- **Text excerpt**:
Are Polarized Politics Necessary?

by Renée Paradis

The Disappearing Center: Engaged Citizens, Polarization, and American Democracy
by Alan I. Abramowitz
Princeton University Press

During the 2008 presidential primary campaign, then-candidate Obama promised an end to the bipartisan rancor of Washington politics.  This was partly a not-very-subtle suggestion that, if elected, Hillary Clinton might re-ignite the “vast right-wing conspiracy” that made the political climate of the 1990s so toxic. Obama suggested that by electing him, America might enjoy a calmer, less shrill political climate and that Washington, in turn, would be more congenial, more responsive to a moderate public.

Instead, what we’ve observed, over the past year and a half, is a national political discourse likely to be stuck on the “shrill” setting for quite some time.

Alan I. Abramowitz’s new book, The Disappearing Center: Engaged Citizens, Polarization, and American Democracy, posits that what fuels the oft-bemoaned vitriol from both sides of the aisle is not a disconnected, bickering political class, but instead an increasingly polarized, increasingly politically engaged public. He also argues that this polarization is a natural consequence of the realignment of the two major political parties following Democratic support for the civil rights movement and the subsequent Republican “southern strategy” in the last third of the twentieth century.

- **Stored data**:
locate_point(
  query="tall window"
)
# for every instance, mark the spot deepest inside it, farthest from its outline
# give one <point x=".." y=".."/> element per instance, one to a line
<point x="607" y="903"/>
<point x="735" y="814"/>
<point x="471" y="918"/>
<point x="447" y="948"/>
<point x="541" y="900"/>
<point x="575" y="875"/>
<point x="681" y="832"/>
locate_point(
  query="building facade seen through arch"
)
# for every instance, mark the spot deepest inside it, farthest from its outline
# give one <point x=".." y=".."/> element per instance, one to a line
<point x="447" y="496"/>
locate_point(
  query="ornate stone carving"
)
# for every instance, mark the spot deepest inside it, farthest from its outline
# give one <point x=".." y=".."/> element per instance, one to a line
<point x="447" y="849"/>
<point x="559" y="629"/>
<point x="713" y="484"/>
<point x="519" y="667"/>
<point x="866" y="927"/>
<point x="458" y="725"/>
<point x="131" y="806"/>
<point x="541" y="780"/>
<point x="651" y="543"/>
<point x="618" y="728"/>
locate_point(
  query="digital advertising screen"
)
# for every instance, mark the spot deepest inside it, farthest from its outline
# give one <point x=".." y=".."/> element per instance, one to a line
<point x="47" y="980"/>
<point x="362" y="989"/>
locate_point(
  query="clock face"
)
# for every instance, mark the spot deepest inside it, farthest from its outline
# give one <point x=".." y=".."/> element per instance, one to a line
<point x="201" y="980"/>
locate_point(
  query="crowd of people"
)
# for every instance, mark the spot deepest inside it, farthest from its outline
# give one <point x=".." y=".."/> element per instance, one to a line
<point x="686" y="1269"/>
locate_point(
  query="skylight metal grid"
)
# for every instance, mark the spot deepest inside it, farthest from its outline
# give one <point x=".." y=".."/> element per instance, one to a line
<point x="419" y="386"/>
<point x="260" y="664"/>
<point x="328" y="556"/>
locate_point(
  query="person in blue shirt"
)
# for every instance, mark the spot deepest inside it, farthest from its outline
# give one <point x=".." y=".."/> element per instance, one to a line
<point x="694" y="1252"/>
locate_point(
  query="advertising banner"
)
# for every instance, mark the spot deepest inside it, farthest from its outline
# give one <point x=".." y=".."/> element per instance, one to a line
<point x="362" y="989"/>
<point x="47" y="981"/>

- **Problems to work on**:
**a.** Retype the polarization review from "by Renée Paradis" to "a moderate public.".
**b.** Extend the polarization review, picking up right after its last sentence.
The records above are separate material and have no connection to the polarization review.

- **Answers for the exercise**:
**a.**
by Renée Paradis

The Disappearing Center: Engaged Citizens, Polarization, and American Democracy
by Alan I. Abramowitz
Princeton University Press

During the 2008 presidential primary campaign, then-candidate Obama promised an end to the bipartisan rancor of Washington politics.  This was partly a not-very-subtle suggestion that, if elected, Hillary Clinton might re-ignite the “vast right-wing conspiracy” that made the political climate of the 1990s so toxic. Obama suggested that by electing him, America might enjoy a calmer, less shrill political climate and that Washington, in turn, would be more congenial, more responsive to a moderate public.

**b.**
Abramowitz spends the first third of his book demonstrating that it is the most engaged — and therefore the most civically responsible — citizens that are the most polarized. Abramowitz then argues that, contrary to some conventional wisdom, what ails us is not a polarized political elite that has lost touch with America outside the Beltway. Instead, polarized Washington reflects that the majority of citizens who vote, donate money, volunteer for a campaign, or otherwise help a particular politician get elected, are themselves deeply polarized. 

The most provocative part of Abramowitz’s thesis may be his notion that this development is not entirely a bad thing. Rather, Abramowitz argues, offering voters a clear choice between opposing ideologies has had the effect of engaging more voters, and gives voters a genuine choice between different outcomes at the ballot box. That polarization has, in turn, increased political participation: when the prospect of the other side winning makes your blood boil, you’re more likely to do what you can to ensure that doesn’t happen.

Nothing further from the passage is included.